> [Work request]: Locate each line below that includes "side" and reproduce it.

________________________________________

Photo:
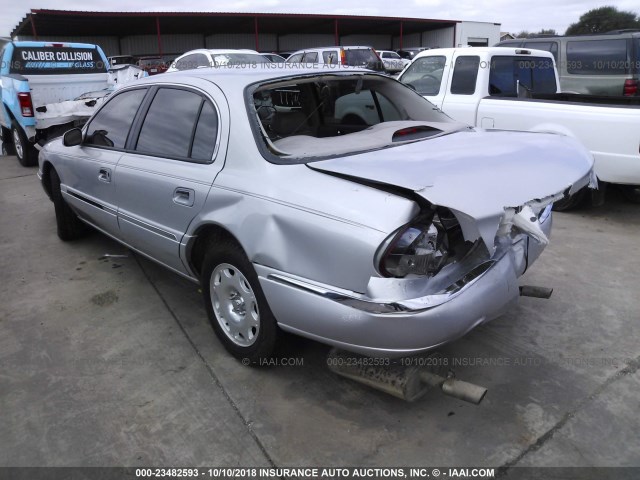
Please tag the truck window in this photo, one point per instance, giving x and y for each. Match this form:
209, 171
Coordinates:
597, 57
465, 74
535, 73
425, 75
56, 61
551, 47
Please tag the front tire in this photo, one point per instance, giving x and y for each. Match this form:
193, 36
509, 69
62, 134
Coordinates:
571, 202
25, 151
236, 305
70, 227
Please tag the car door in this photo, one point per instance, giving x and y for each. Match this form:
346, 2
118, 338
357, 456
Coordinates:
165, 177
87, 170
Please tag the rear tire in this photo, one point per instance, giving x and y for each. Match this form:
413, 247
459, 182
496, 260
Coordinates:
70, 227
571, 202
7, 142
25, 151
236, 305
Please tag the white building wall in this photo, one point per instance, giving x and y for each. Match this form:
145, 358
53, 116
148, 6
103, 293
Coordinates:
232, 40
179, 44
300, 41
139, 45
408, 41
380, 42
443, 38
474, 31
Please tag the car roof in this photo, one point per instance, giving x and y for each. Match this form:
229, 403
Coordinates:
239, 78
482, 51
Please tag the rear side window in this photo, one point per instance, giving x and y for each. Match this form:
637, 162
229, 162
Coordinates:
597, 57
362, 56
535, 73
425, 75
172, 123
465, 74
111, 125
192, 61
551, 47
56, 61
311, 57
330, 57
295, 58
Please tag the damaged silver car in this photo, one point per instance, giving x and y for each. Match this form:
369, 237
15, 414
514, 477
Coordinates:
339, 205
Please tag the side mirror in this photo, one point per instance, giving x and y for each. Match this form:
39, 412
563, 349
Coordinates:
72, 138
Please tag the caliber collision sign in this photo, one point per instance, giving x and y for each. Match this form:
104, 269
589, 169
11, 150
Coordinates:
56, 60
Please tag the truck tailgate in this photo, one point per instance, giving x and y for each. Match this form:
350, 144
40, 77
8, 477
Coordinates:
47, 89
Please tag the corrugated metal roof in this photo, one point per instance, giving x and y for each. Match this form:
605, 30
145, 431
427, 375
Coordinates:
45, 22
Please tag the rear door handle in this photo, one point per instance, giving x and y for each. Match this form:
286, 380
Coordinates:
184, 196
104, 174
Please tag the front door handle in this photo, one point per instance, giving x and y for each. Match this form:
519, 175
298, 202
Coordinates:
184, 196
104, 174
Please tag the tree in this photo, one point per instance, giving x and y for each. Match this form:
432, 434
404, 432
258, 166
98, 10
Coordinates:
603, 19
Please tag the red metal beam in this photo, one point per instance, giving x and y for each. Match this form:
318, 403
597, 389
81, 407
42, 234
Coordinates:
228, 14
255, 28
159, 36
33, 26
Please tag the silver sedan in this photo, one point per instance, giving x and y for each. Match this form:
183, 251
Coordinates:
335, 203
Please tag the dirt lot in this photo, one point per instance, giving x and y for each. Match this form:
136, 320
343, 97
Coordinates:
111, 362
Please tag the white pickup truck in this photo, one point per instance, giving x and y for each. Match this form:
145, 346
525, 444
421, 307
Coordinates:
39, 82
517, 89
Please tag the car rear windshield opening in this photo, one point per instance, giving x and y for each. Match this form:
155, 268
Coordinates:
56, 61
317, 117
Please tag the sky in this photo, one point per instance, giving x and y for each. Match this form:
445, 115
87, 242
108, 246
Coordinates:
514, 15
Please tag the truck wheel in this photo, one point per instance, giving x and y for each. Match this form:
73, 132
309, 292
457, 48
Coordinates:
7, 143
25, 151
570, 202
631, 193
70, 227
236, 305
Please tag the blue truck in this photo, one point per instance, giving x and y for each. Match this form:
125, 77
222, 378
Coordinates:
37, 80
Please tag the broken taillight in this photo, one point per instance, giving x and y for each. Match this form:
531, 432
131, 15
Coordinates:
26, 106
630, 87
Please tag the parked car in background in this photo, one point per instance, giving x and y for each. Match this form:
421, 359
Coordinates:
118, 60
36, 78
603, 64
387, 239
517, 89
274, 57
352, 56
153, 65
393, 63
217, 58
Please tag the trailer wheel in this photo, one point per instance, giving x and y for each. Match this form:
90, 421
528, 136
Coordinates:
25, 151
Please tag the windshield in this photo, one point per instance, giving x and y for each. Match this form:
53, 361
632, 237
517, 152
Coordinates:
238, 59
56, 60
322, 116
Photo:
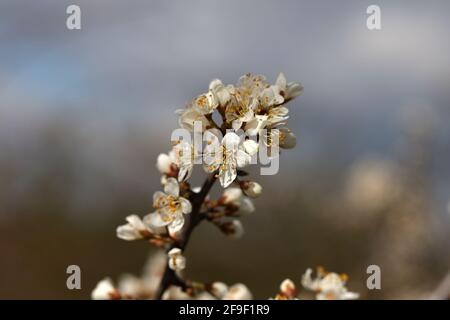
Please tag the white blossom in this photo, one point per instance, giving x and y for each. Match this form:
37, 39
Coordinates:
205, 103
227, 157
270, 97
328, 286
277, 115
251, 188
105, 290
288, 90
255, 125
170, 207
165, 162
186, 156
134, 229
177, 261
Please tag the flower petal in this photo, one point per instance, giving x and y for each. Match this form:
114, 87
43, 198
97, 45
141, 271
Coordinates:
251, 147
154, 220
171, 187
227, 175
186, 206
177, 224
127, 232
242, 158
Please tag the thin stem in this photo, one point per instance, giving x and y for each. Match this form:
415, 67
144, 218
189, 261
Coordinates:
192, 220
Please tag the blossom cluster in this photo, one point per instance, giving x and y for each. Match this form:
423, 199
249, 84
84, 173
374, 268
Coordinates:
253, 107
326, 286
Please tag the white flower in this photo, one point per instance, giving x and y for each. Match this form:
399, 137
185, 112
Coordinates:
252, 85
328, 286
189, 116
104, 290
226, 156
232, 195
240, 110
170, 208
177, 261
251, 188
166, 162
186, 156
221, 92
254, 126
205, 103
269, 97
276, 138
276, 115
134, 229
288, 90
238, 291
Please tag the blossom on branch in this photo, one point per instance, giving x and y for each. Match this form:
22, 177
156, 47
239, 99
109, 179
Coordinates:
170, 207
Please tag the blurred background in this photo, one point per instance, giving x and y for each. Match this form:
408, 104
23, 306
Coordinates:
84, 114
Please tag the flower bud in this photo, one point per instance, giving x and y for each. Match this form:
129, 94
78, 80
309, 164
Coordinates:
104, 290
231, 195
177, 261
251, 188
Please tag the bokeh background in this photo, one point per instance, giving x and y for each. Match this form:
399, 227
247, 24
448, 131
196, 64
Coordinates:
84, 114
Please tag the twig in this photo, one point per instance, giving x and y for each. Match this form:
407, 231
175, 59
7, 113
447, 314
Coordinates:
192, 220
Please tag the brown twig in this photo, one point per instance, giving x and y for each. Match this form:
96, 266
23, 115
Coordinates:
192, 220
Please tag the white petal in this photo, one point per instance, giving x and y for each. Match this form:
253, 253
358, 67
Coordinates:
163, 163
186, 206
154, 220
246, 206
232, 195
159, 199
136, 222
256, 124
103, 290
231, 140
177, 224
252, 189
171, 187
127, 232
185, 172
236, 124
242, 158
227, 175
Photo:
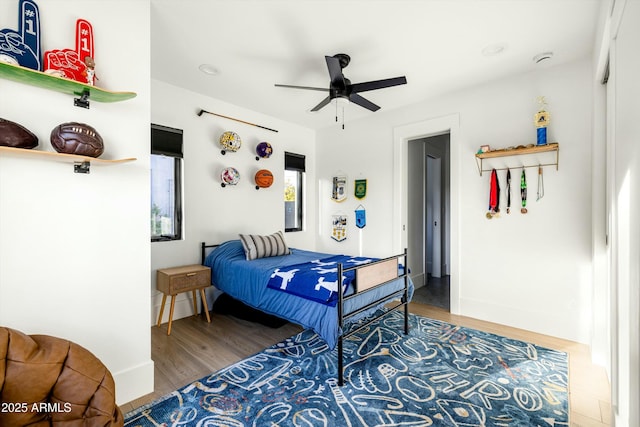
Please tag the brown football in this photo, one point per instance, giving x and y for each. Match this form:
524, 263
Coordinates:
14, 135
77, 138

________________________________________

> [Answer box]:
Please tag the rear side window in this photo, one point per instance, giving x and y for each. Match this form:
Please tag the side mirror in this photo, one point per instance, giving x and y for each. Match this form:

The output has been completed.